— Start Items —

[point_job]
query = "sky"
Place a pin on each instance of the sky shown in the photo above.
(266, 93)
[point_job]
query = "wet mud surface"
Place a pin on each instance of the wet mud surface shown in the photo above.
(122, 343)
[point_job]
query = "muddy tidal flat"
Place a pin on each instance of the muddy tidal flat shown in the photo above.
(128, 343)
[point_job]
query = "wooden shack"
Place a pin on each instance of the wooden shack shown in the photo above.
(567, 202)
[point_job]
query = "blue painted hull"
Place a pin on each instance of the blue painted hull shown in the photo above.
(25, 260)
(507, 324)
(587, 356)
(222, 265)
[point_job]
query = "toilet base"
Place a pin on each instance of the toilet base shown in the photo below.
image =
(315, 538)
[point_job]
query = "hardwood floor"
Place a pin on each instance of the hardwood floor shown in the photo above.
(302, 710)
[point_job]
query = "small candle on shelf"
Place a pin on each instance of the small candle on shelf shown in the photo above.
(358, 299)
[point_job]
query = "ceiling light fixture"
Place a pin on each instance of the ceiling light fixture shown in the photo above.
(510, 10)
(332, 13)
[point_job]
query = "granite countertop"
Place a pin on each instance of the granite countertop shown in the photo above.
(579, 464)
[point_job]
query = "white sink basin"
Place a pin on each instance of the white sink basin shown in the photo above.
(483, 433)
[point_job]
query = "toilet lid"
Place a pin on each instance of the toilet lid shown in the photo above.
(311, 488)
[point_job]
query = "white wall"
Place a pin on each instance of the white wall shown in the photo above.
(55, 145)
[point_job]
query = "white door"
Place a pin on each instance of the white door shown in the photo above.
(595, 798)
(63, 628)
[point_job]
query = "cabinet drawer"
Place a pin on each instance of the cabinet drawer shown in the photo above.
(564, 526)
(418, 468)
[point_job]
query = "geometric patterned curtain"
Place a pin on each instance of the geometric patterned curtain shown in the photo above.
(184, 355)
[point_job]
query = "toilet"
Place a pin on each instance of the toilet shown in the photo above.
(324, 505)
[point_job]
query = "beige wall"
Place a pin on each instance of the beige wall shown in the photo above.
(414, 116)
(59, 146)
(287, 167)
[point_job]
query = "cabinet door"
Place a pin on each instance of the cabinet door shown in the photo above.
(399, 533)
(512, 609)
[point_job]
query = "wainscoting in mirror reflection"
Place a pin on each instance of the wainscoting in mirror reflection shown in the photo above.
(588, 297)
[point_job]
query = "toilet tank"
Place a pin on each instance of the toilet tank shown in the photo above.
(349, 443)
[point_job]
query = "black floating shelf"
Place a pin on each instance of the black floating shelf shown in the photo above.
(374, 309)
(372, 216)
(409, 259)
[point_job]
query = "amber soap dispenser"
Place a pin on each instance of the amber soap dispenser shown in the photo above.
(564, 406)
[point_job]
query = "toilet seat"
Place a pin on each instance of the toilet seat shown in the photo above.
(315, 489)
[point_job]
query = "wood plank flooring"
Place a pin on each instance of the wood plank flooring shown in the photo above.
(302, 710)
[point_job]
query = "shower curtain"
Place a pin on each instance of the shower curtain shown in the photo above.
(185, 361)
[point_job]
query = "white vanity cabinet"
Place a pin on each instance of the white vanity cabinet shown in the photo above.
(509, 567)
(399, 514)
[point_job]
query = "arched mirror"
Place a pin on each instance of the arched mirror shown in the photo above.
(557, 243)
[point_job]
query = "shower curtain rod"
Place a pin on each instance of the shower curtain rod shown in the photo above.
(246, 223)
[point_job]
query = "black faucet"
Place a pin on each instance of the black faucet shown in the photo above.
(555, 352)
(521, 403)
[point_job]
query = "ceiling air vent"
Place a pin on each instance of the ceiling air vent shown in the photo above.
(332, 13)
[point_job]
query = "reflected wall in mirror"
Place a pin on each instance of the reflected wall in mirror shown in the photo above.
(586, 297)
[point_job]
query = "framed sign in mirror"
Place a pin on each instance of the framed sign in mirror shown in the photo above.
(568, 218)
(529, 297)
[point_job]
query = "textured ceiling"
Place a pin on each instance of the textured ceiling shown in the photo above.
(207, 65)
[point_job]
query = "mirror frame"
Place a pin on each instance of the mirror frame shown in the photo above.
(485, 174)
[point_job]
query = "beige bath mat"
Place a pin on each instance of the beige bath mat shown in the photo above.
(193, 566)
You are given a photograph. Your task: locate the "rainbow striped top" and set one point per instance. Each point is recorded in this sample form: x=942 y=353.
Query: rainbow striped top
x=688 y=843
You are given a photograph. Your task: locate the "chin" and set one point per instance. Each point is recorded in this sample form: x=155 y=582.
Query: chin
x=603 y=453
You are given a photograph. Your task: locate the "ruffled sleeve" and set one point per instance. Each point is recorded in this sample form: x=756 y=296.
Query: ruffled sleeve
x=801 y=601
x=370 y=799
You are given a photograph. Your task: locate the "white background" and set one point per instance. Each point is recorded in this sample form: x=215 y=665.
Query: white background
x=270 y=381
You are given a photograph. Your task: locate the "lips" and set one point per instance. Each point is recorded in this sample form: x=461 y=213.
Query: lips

— End Items —

Goal:
Copy only the stretch running from the line containing "form: x=942 y=353." to the final line of the entries, both ends included, exactly as it stands.

Reply:
You are given a photograph. Your task: locate the "rainbow striped top" and set one point per instance. Each point is recorded in this sample form: x=942 y=353.
Query: rainbow striped top
x=688 y=843
You are given a photograph. Your task: locate the "chin" and set one point per instance. Each point is recorded in this sample form: x=155 y=582.
Query: chin
x=603 y=453
You are given a photograph. Your task: locate the "ruffled sleeve" and set one point per instance. Each point is recorded in this sample form: x=756 y=296.
Query: ruffled sleeve
x=801 y=601
x=370 y=799
You are given a photograph. Your task: locate the "white background" and set one point per instance. Each point is recorded in this sample form: x=215 y=665.
Query: white background
x=270 y=381
You are given a photograph. Your task: locate the "lips" and set one point per instance. Each point is recorded in this sample form: x=461 y=213.
Query: lips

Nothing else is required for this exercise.